**Requirements:** Rewrite everything from the beginning of the material down to the line containing "370), (332, 365)]", inclusive, as a JSON list of strings with one string per line and no blank lines.
═════ Information supplied ═════
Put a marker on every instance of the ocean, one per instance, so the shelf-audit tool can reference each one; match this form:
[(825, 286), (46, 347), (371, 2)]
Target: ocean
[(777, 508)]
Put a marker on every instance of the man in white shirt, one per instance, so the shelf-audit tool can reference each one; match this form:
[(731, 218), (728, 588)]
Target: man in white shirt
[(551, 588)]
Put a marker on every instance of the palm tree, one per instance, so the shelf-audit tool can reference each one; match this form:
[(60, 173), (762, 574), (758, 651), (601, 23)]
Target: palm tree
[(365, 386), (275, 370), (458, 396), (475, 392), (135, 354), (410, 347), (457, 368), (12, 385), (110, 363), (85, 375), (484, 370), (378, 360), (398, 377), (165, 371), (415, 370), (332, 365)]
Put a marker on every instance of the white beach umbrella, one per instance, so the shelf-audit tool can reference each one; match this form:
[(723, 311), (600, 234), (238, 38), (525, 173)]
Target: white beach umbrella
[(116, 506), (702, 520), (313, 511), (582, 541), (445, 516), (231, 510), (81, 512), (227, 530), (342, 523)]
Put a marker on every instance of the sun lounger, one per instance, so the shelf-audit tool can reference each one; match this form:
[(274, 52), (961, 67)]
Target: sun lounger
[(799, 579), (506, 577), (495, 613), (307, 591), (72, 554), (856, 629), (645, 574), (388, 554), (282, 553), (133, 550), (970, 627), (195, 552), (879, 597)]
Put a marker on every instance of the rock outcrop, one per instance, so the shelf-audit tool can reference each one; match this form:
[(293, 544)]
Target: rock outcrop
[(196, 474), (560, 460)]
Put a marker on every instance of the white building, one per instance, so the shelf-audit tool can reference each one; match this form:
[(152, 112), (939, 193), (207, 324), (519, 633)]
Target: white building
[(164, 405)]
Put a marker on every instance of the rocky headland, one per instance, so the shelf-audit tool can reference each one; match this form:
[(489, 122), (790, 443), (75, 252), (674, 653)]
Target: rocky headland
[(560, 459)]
═════
**Correct output:**
[
  "Put a marker on every instance of the ocean, one per instance, so the shelf-audit tool can reference each one; match this form:",
  "[(825, 286), (46, 347), (371, 2)]",
  "Target: ocean",
  "[(777, 508)]",
  "Put a marker on every instance of the man in white shirt, one per instance, so the shelf-audit tool can reference each one; match this form:",
  "[(731, 218), (728, 588)]",
  "Target: man in white shirt",
  "[(551, 588)]",
  "Put a marker on every instance of the palm tree, one per instance, so the shelf-audit tool can reference each one; match this form:",
  "[(60, 173), (762, 574), (758, 651), (601, 23)]",
  "Target: palm tree",
  "[(365, 386), (275, 370), (458, 396), (475, 392), (135, 354), (410, 347), (457, 368), (12, 385), (110, 363), (85, 375), (484, 370), (378, 360), (398, 377), (165, 371), (415, 370), (332, 365)]"
]